WHAT IS BEING ASKED: Convert every line of the records below into a JSON list of strings, one string per line, leaving out blank lines.

:: DATA IN THIS EXERCISE

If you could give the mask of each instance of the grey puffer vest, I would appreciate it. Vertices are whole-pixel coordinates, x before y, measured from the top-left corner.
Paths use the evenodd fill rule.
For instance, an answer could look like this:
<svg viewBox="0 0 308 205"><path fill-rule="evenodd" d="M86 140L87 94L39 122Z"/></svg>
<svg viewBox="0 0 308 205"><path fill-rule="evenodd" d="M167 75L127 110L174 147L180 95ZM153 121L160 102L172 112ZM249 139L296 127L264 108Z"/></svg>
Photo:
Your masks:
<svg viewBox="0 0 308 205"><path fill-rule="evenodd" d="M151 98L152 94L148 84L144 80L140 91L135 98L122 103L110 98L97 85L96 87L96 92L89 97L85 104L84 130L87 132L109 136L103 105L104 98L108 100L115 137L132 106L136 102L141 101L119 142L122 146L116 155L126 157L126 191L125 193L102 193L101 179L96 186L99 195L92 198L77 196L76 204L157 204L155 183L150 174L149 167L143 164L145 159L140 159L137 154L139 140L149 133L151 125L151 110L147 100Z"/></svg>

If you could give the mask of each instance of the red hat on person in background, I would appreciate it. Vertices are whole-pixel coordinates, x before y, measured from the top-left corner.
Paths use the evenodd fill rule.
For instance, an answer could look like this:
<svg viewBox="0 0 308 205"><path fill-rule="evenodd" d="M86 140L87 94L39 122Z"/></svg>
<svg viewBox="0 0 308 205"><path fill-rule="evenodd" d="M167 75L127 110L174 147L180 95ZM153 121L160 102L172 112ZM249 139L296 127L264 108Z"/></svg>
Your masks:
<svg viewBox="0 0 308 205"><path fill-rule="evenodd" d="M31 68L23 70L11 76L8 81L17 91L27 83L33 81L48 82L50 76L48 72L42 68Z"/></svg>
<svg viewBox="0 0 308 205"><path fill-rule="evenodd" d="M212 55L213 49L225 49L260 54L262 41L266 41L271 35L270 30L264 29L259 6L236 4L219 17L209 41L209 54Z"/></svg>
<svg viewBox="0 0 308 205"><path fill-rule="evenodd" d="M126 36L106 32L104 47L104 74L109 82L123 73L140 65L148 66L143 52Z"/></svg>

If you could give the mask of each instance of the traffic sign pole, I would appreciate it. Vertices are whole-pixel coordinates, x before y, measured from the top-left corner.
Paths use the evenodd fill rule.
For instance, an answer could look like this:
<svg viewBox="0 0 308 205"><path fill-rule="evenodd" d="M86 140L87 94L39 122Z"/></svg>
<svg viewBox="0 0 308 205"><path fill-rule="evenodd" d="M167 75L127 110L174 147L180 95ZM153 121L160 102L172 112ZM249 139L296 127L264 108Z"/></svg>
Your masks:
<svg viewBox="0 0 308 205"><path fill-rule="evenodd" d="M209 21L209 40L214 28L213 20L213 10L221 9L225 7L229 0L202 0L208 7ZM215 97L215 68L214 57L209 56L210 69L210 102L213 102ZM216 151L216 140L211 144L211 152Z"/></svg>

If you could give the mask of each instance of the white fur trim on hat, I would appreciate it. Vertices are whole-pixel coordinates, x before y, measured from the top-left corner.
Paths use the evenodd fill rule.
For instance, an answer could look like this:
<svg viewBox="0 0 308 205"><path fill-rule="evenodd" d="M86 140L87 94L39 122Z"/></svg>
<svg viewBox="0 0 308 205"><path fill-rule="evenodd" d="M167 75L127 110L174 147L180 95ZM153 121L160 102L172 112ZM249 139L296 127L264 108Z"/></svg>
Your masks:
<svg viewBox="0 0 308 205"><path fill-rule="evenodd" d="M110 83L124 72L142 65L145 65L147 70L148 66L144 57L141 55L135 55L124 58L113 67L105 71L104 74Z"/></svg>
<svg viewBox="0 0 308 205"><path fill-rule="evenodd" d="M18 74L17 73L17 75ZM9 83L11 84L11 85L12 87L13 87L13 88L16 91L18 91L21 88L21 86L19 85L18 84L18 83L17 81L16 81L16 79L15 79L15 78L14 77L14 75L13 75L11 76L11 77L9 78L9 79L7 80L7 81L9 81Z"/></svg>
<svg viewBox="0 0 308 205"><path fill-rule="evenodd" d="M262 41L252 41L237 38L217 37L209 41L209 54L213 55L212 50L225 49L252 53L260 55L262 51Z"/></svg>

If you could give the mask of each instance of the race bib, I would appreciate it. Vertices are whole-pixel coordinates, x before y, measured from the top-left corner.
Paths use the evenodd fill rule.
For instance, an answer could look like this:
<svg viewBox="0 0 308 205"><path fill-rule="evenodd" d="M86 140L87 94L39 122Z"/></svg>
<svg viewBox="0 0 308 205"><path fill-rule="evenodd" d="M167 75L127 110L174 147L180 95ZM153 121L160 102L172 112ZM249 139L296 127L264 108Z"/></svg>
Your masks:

::::

RESULT OF THIS TASK:
[
  "If you could give the mask of each instance of the grey puffer vest, I would appreciate it. Vertices are whole-pixel coordinates, x before y, measured from the top-left corner.",
  "Paths use the evenodd fill rule.",
  "For instance, an answer could look like this:",
  "<svg viewBox=\"0 0 308 205\"><path fill-rule=\"evenodd\" d=\"M86 140L87 94L39 122Z\"/></svg>",
  "<svg viewBox=\"0 0 308 205\"><path fill-rule=\"evenodd\" d=\"M167 75L127 110L174 147L180 95ZM153 121L160 102L172 112ZM249 139L296 127L264 108Z\"/></svg>",
  "Photo:",
  "Your masks:",
  "<svg viewBox=\"0 0 308 205\"><path fill-rule=\"evenodd\" d=\"M151 98L152 94L148 84L144 80L140 91L135 98L122 103L110 98L97 85L96 87L96 92L89 97L85 104L84 130L87 132L109 136L103 105L104 98L108 100L115 137L132 106L136 102L141 101L119 142L122 146L116 155L126 157L126 191L125 193L102 193L101 179L96 186L99 195L92 198L77 196L76 204L157 204L155 183L150 174L149 167L143 164L145 159L140 159L137 154L139 140L149 133L151 125L151 110L147 100Z\"/></svg>",
  "If you could give the mask of each instance of the red hat on person in background, I would appreciate it. Vertices are whole-pixel coordinates, x before y, measured from the top-left corner.",
  "Paths use the evenodd fill rule.",
  "For instance, an answer could look like this:",
  "<svg viewBox=\"0 0 308 205\"><path fill-rule=\"evenodd\" d=\"M86 140L87 94L39 122Z\"/></svg>",
  "<svg viewBox=\"0 0 308 205\"><path fill-rule=\"evenodd\" d=\"M167 75L127 110L174 147L180 95ZM153 121L160 102L172 112ZM249 139L296 127L264 108Z\"/></svg>",
  "Your masks:",
  "<svg viewBox=\"0 0 308 205\"><path fill-rule=\"evenodd\" d=\"M31 68L23 70L11 76L8 81L17 91L27 83L33 81L48 82L50 76L48 72L42 68Z\"/></svg>",
  "<svg viewBox=\"0 0 308 205\"><path fill-rule=\"evenodd\" d=\"M212 55L213 49L225 49L260 54L262 41L266 41L271 35L270 30L264 29L259 6L236 4L219 17L209 41L209 54Z\"/></svg>",
  "<svg viewBox=\"0 0 308 205\"><path fill-rule=\"evenodd\" d=\"M126 36L106 32L104 47L104 74L109 82L123 73L140 65L148 66L143 52Z\"/></svg>",
  "If you could give the mask of each instance of the traffic sign pole, I would appreciate it. Vertices are whole-pixel coordinates, x before y, measured from the top-left corner.",
  "Paths use the evenodd fill rule.",
  "For instance, an answer could look like this:",
  "<svg viewBox=\"0 0 308 205\"><path fill-rule=\"evenodd\" d=\"M86 140L87 94L39 122Z\"/></svg>",
  "<svg viewBox=\"0 0 308 205\"><path fill-rule=\"evenodd\" d=\"M167 75L127 110L174 147L180 95ZM153 121L160 102L172 112ZM249 139L296 127L264 108Z\"/></svg>",
  "Your masks:",
  "<svg viewBox=\"0 0 308 205\"><path fill-rule=\"evenodd\" d=\"M209 21L209 40L214 28L213 20L213 10L221 9L225 7L229 0L202 0L208 7ZM215 97L215 68L214 57L209 56L210 69L210 102L213 102ZM216 151L216 140L211 144L211 152Z\"/></svg>",
  "If you could give the mask of each instance of the white fur trim on hat, I would appreciate it. Vertices are whole-pixel coordinates, x before y, measured from the top-left corner.",
  "Paths use the evenodd fill rule.",
  "For instance, an answer could look like this:",
  "<svg viewBox=\"0 0 308 205\"><path fill-rule=\"evenodd\" d=\"M86 140L87 94L39 122Z\"/></svg>",
  "<svg viewBox=\"0 0 308 205\"><path fill-rule=\"evenodd\" d=\"M167 75L127 110L174 147L180 95ZM153 121L160 102L172 112ZM249 139L296 127L264 108Z\"/></svg>",
  "Your masks:",
  "<svg viewBox=\"0 0 308 205\"><path fill-rule=\"evenodd\" d=\"M110 83L124 72L142 65L145 65L147 70L148 66L144 57L141 55L135 55L124 58L113 67L105 71L104 74Z\"/></svg>",
  "<svg viewBox=\"0 0 308 205\"><path fill-rule=\"evenodd\" d=\"M18 74L17 73L17 75ZM9 83L11 84L11 85L12 87L13 87L13 88L16 91L18 91L21 88L21 86L19 85L18 84L18 83L17 81L16 81L16 79L15 79L15 78L14 77L14 75L13 75L11 76L11 77L9 78L9 79L7 80L7 81L9 81Z\"/></svg>",
  "<svg viewBox=\"0 0 308 205\"><path fill-rule=\"evenodd\" d=\"M262 41L252 41L237 38L217 37L209 41L209 54L213 55L212 50L225 49L252 53L260 55L262 51Z\"/></svg>",
  "If you could give the mask of each instance of the race bib, I would appreciate it. Vertices are whole-pixel coordinates, x before y, measured from the top-left corner.",
  "Paths use the evenodd fill rule.",
  "For instance, an answer could look like this:",
  "<svg viewBox=\"0 0 308 205\"><path fill-rule=\"evenodd\" d=\"M86 140L87 94L39 122Z\"/></svg>",
  "<svg viewBox=\"0 0 308 205\"><path fill-rule=\"evenodd\" d=\"M167 75L127 110L174 147L180 95ZM153 121L160 102L172 112ZM249 139L296 127L264 108Z\"/></svg>",
  "Your masks:"
]